Return every line of the records below unchanged and in order, but leave out the pictures.

[Contour annotation records]
────────

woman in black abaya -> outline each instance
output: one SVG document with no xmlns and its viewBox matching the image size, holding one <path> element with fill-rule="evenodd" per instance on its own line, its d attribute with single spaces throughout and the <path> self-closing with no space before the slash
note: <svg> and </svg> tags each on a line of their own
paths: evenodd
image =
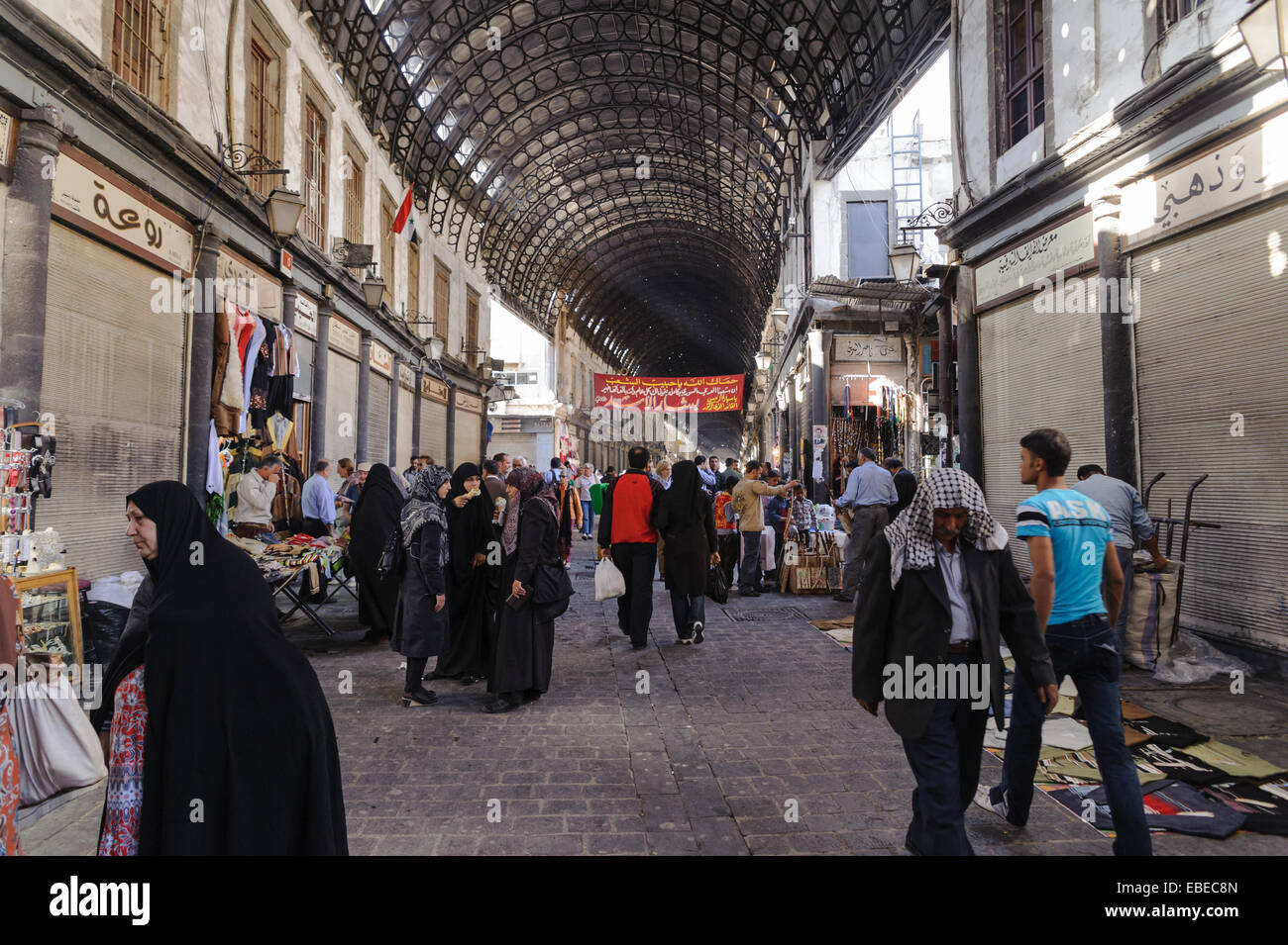
<svg viewBox="0 0 1288 945">
<path fill-rule="evenodd" d="M 371 627 L 365 638 L 367 643 L 393 636 L 398 579 L 383 577 L 376 566 L 406 500 L 407 496 L 394 485 L 389 467 L 376 463 L 367 473 L 362 495 L 353 507 L 349 564 L 358 577 L 358 622 Z"/>
<path fill-rule="evenodd" d="M 666 589 L 680 643 L 702 643 L 707 568 L 720 562 L 711 501 L 702 491 L 698 467 L 683 459 L 671 471 L 671 487 L 658 498 L 653 526 L 666 540 Z"/>
<path fill-rule="evenodd" d="M 553 503 L 544 495 L 541 473 L 531 467 L 515 469 L 506 485 L 518 490 L 519 499 L 506 508 L 506 548 L 515 541 L 513 577 L 506 593 L 519 600 L 519 607 L 502 606 L 501 629 L 497 635 L 496 660 L 488 678 L 488 692 L 496 699 L 484 712 L 509 712 L 524 702 L 535 702 L 550 688 L 554 658 L 555 622 L 537 620 L 532 597 L 537 562 L 559 562 L 559 519 Z M 518 530 L 510 516 L 518 513 Z M 514 537 L 511 537 L 514 536 Z"/>
<path fill-rule="evenodd" d="M 155 585 L 138 854 L 348 854 L 331 712 L 259 570 L 183 483 L 128 503 Z"/>
<path fill-rule="evenodd" d="M 451 486 L 447 469 L 430 465 L 411 482 L 411 500 L 402 510 L 407 570 L 403 573 L 402 609 L 394 631 L 394 649 L 407 657 L 402 705 L 433 706 L 438 696 L 421 681 L 429 657 L 447 643 L 447 509 Z"/>
<path fill-rule="evenodd" d="M 482 473 L 474 463 L 461 463 L 452 473 L 447 494 L 447 611 L 451 630 L 447 652 L 426 679 L 460 679 L 473 685 L 488 675 L 487 557 L 496 540 L 492 500 L 480 491 Z"/>
</svg>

────────

■ Exercise response ■
woman in black abaya -> outline each instance
output: one SVG document with no xmlns and its viewBox matching the image size, holding one <path> element with fill-rule="evenodd" per instance on its own line, its d attribute with single spaces throughout and the <path> self-closing with no space before the slash
note: <svg> and </svg> tags each on a line of their own
paths: evenodd
image =
<svg viewBox="0 0 1288 945">
<path fill-rule="evenodd" d="M 371 627 L 365 638 L 367 643 L 393 636 L 398 579 L 383 577 L 376 566 L 406 500 L 407 496 L 394 485 L 389 467 L 376 463 L 367 473 L 362 495 L 353 507 L 349 564 L 358 577 L 358 622 Z"/>
<path fill-rule="evenodd" d="M 666 589 L 680 643 L 702 643 L 707 568 L 720 562 L 711 501 L 702 491 L 698 467 L 683 459 L 671 471 L 671 487 L 658 498 L 653 526 L 666 540 Z"/>
<path fill-rule="evenodd" d="M 553 503 L 544 495 L 541 473 L 531 467 L 515 469 L 506 485 L 518 490 L 519 499 L 506 508 L 506 548 L 515 541 L 513 577 L 506 593 L 519 600 L 519 607 L 502 606 L 501 629 L 497 635 L 496 660 L 488 678 L 488 692 L 496 699 L 484 712 L 509 712 L 524 702 L 535 702 L 550 688 L 554 658 L 555 622 L 537 620 L 532 597 L 537 562 L 559 562 L 559 519 Z M 518 530 L 510 516 L 518 513 Z M 514 537 L 511 537 L 514 536 Z"/>
<path fill-rule="evenodd" d="M 155 585 L 138 854 L 348 854 L 331 712 L 259 570 L 183 483 L 128 503 Z"/>
<path fill-rule="evenodd" d="M 451 486 L 447 469 L 430 465 L 411 482 L 411 500 L 402 510 L 407 570 L 403 573 L 402 609 L 394 631 L 394 649 L 407 657 L 402 705 L 433 706 L 438 696 L 421 681 L 429 657 L 447 643 L 447 509 Z"/>
<path fill-rule="evenodd" d="M 482 473 L 474 463 L 461 463 L 452 473 L 447 494 L 447 611 L 451 630 L 447 652 L 426 679 L 460 679 L 473 685 L 488 675 L 487 557 L 496 540 L 492 500 L 480 491 Z"/>
</svg>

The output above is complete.